* Records to process
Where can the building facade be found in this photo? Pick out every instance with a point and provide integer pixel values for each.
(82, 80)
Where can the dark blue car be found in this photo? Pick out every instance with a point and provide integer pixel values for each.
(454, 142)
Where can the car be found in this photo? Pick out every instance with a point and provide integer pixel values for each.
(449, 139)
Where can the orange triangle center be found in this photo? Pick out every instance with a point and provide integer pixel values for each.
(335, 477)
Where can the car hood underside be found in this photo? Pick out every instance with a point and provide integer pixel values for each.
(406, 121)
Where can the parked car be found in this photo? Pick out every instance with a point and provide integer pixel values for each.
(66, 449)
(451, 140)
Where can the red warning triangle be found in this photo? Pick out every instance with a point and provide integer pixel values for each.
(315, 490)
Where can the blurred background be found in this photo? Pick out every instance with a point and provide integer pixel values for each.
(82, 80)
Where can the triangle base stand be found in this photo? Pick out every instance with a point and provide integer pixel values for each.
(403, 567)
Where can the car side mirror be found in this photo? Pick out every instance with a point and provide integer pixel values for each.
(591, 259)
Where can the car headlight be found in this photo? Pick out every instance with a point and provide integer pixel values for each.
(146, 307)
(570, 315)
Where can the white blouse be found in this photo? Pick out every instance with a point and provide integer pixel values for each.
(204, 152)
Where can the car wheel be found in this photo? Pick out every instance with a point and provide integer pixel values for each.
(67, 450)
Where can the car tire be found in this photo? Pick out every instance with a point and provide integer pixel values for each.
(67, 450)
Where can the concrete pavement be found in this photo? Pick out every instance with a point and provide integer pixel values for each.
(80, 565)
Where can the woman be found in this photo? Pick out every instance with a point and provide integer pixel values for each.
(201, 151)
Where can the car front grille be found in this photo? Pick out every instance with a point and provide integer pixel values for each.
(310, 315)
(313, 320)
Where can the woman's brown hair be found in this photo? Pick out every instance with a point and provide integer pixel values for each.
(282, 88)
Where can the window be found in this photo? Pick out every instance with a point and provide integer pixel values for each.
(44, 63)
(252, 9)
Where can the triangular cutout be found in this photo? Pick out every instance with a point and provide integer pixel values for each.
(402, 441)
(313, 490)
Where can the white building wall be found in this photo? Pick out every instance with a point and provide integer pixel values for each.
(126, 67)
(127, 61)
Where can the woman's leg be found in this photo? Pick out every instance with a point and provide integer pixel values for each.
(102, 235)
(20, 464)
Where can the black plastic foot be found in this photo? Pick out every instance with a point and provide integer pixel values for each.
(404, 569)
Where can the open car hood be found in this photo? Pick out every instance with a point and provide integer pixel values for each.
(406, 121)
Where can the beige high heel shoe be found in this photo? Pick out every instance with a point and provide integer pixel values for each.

* Problem details
Reproduce all of the entries word for word. Omit nothing.

* Answer to the problem
Where can the building facade be found in this photo? Pick out every instance with a point and provide integer pixel values for each.
(82, 80)
Where can the dark blue car be found in this photo? Pick out every instance with a point and provide integer pixel values for each.
(454, 142)
Where can the car be found in this photo? Pick out every instance with a point and provide integer pixel values for each.
(449, 139)
Where can the orange triangle center be found in this photo? Pick out every instance with a point and provide integer pixel values for each.
(335, 477)
Where can the car hood underside be found in this photo? Pick out every instance with a point and provide integer pixel values for each.
(406, 121)
Where can the parked car be found in this photo? Pick out every instance with a point and provide integer pixel values for each.
(66, 449)
(451, 140)
Where can the red warning triangle be found in this photo? Pick out every instance with a point and provide integer pixel values for each.
(315, 490)
Where can the blurred background be found in this photo? Pick out every instance with a point and provide integer pixel values for each.
(82, 80)
Where can the triangle base stand be found in this photo? Pick out every instance with a point and provide integer pixel values for each.
(403, 567)
Where can the car side mirror be found in this photo? Pick out every instance with a point and provide integer pixel values for each.
(591, 259)
Where can the car headlight be found in this photo? Pick out every instance with a point and provide integer pixel values for each.
(146, 307)
(570, 315)
Where can the white blouse be found in this photo? Pick out every instance with a point and provide integer pixel values for each.
(204, 152)
Where can the car wheel be found in this photo? Pick out every instance with a point and provide integer pixel values for each.
(67, 450)
Where can the car tire be found in this photo? Pick out every instance with a point and provide integer pixel values for each.
(67, 450)
Where can the concrete pavement be found in this photo? Pick out every instance with a point and provide integer pixel values for each.
(80, 565)
Where can the woman be found in this photo? Pick out every instance with a point and provide integer pixel values for each.
(201, 151)
Where can the car front grille be found in this photo? Pick out every instance with a point and provide integer pixel values for each.
(310, 315)
(313, 320)
Where can the woman's brown hair be found in this photo? Pick out every instance with a point and provide integer pixel values for each.
(282, 88)
Where can the window be found in this photo? Pick out every instance with a point and provide integer pixel values for each.
(44, 63)
(252, 9)
Where can the triangular cutout be found in this photo? Pick out every instance with a point and provide integer pixel values for each.
(402, 441)
(313, 490)
Where can the white building wall be found in this photo? Pick out every instance with a point and provide integer pixel values for each.
(126, 67)
(127, 61)
Where can the woman's leg be found in this photo? Pick out every instance with a point and provide integer pixel values for each.
(102, 235)
(20, 464)
Where can the black plastic foot be found in this photo? Pick out every instance with a point and provide integer pixel values for each.
(404, 569)
Where can the open car hood be found in this photo? Pick out every instance with a point and provide integer pixel values for each.
(406, 121)
Where can the beige high heel shoe be found in this photo? Pick out every instance with a point and provide integer pixel values for each.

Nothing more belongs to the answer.